• What to produce: Your task is to copy every line of the entries that contains "with".

• Dataset excerpts:
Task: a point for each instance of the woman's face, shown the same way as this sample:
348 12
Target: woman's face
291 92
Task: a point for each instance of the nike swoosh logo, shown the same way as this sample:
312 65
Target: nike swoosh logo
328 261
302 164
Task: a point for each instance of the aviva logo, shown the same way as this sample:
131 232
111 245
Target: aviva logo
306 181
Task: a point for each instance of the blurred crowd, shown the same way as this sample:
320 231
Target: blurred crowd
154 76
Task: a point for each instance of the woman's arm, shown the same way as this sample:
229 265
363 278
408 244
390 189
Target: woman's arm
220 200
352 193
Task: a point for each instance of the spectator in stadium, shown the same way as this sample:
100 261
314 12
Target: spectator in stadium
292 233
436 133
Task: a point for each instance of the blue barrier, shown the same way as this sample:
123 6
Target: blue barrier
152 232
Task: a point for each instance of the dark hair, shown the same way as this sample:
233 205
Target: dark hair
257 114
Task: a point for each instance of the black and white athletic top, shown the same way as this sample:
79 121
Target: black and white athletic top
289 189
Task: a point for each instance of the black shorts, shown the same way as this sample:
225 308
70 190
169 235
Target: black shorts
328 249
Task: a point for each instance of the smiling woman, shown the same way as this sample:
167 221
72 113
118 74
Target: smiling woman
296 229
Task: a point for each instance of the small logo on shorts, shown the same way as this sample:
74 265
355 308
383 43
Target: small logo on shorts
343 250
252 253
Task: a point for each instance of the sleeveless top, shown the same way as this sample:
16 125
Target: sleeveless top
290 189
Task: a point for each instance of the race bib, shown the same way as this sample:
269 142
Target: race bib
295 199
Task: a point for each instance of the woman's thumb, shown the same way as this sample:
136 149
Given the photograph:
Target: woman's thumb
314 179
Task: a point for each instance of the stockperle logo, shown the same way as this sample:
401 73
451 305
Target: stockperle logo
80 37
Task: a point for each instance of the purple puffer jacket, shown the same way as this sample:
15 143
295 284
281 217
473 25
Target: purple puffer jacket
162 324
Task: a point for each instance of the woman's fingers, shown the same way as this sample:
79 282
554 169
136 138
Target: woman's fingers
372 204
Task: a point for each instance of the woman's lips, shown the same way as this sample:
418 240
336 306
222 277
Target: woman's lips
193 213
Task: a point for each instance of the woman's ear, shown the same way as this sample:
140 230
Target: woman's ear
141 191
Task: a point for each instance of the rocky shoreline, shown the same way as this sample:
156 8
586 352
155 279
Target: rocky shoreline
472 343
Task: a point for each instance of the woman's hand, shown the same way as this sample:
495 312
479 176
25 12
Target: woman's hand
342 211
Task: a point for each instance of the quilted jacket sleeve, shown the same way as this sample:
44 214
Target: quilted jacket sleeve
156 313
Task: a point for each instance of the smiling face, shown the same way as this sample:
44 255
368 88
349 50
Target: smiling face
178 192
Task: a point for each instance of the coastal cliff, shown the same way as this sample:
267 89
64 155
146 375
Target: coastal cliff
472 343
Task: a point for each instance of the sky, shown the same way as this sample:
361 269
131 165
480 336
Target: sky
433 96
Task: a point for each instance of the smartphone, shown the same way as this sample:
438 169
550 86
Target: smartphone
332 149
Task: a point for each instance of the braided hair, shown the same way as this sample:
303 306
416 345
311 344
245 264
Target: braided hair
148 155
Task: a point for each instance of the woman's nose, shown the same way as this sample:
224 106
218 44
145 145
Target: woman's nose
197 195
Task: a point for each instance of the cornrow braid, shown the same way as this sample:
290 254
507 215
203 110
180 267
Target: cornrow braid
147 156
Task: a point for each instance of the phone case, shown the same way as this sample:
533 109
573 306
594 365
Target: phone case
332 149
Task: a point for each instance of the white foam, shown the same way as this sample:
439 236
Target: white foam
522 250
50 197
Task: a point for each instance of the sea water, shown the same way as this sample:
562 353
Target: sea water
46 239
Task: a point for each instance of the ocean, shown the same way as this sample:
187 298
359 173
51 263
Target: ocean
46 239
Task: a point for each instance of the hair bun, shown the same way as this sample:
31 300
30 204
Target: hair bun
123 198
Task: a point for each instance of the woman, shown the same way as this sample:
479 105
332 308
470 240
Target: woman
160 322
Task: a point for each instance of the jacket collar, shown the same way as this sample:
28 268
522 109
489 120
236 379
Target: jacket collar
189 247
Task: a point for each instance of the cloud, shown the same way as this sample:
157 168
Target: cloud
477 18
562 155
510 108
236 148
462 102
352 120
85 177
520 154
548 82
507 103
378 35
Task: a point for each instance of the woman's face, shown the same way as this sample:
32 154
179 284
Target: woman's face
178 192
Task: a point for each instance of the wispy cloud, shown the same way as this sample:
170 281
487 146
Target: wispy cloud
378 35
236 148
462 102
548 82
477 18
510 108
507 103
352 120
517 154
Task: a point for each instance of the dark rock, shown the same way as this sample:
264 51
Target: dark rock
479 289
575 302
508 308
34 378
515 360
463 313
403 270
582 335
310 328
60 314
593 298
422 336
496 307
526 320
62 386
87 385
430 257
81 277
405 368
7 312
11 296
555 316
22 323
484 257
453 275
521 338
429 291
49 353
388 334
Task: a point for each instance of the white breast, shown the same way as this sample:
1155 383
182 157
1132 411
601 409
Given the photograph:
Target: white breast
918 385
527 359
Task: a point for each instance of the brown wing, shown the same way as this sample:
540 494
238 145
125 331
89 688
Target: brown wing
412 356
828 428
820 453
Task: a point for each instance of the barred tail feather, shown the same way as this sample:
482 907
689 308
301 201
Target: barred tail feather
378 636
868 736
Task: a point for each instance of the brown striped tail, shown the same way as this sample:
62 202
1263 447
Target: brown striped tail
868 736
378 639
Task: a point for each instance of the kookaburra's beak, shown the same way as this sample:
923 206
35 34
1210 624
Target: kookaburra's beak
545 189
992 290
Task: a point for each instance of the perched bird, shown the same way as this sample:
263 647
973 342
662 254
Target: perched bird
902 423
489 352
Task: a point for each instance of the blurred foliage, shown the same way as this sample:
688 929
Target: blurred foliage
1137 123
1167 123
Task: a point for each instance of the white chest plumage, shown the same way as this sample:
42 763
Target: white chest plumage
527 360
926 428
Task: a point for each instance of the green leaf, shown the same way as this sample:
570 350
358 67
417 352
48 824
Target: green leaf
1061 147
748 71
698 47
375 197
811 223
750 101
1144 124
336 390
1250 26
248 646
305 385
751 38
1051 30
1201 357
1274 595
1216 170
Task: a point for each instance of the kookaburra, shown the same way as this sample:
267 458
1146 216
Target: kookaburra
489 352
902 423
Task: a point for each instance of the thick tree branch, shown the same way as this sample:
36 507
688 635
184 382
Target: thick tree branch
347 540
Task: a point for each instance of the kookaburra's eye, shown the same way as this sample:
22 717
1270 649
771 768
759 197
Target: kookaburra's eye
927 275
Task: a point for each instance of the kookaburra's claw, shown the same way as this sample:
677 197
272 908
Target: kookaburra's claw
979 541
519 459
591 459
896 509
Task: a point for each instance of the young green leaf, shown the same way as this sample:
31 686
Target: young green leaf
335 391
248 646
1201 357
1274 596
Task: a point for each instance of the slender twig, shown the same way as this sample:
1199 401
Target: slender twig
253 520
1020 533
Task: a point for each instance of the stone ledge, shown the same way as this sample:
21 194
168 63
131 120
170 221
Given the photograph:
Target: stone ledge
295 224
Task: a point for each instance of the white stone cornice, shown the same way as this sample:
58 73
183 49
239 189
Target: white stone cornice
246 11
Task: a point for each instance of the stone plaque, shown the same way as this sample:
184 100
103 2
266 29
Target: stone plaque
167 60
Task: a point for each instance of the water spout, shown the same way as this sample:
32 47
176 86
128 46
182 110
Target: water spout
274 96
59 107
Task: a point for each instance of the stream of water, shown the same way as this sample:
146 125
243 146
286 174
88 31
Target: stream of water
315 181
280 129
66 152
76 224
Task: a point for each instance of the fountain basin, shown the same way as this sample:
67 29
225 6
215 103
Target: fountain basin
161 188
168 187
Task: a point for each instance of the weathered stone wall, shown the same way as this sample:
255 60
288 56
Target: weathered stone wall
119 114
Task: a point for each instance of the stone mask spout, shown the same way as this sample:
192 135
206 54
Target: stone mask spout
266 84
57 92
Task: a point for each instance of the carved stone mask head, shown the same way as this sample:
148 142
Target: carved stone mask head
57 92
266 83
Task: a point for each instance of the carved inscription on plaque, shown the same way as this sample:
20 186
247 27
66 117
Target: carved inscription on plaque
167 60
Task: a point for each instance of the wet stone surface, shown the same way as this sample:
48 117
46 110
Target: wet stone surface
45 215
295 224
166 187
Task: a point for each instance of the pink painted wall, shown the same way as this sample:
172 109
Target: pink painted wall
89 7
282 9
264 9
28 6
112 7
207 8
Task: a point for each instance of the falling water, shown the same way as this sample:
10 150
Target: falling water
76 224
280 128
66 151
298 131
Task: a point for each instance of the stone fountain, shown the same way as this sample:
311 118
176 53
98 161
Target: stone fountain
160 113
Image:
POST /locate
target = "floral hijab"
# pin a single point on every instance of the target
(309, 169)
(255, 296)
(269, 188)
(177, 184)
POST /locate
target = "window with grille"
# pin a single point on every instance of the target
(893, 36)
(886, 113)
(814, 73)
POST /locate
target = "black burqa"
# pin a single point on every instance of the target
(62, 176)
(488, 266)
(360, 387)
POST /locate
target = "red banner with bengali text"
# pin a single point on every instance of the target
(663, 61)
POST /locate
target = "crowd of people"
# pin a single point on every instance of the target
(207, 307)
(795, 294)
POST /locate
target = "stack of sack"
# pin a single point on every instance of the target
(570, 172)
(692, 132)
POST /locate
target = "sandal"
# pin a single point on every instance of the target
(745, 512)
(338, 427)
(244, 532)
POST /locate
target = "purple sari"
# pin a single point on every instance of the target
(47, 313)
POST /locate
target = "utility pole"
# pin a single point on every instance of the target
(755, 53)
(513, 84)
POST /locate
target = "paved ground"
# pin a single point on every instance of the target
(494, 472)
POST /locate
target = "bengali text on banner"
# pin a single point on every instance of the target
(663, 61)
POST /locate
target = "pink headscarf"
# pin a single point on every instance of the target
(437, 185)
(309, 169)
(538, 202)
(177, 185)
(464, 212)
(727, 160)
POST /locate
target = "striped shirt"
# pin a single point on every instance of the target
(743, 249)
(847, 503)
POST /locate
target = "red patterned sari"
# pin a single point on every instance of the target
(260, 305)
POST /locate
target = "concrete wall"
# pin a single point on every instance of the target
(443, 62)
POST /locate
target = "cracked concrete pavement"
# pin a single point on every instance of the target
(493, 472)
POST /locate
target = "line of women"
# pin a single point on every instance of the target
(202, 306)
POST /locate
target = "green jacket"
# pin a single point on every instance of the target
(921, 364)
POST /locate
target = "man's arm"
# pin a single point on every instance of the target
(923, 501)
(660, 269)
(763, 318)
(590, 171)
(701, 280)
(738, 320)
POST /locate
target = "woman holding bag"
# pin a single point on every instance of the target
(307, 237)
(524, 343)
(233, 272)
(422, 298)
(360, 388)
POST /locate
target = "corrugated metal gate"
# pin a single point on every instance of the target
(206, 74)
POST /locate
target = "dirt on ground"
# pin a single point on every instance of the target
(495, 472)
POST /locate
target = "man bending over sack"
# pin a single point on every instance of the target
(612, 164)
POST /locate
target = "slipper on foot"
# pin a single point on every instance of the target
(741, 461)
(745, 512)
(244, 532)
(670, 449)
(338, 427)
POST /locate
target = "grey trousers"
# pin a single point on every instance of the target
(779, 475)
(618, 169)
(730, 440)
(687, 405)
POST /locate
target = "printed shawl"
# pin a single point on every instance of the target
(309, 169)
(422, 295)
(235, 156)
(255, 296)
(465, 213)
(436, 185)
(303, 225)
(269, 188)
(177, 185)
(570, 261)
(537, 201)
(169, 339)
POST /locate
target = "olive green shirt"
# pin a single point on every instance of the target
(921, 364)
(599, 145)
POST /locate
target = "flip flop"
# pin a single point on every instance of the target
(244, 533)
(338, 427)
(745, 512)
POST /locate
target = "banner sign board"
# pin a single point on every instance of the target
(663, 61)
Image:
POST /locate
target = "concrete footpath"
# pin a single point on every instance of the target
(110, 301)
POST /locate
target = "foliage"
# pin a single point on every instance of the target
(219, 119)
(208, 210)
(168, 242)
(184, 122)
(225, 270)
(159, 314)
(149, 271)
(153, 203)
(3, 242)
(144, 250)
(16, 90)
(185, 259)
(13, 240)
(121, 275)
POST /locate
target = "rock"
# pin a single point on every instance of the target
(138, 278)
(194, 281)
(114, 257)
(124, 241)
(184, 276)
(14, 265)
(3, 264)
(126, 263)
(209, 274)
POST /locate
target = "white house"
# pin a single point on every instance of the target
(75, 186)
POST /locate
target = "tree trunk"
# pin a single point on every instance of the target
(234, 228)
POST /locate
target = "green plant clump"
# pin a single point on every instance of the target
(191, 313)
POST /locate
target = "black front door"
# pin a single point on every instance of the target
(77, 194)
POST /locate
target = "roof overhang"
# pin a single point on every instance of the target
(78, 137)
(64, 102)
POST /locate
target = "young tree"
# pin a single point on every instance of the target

• Answer for this exercise:
target = "window with grille"
target = "red banner with bengali text"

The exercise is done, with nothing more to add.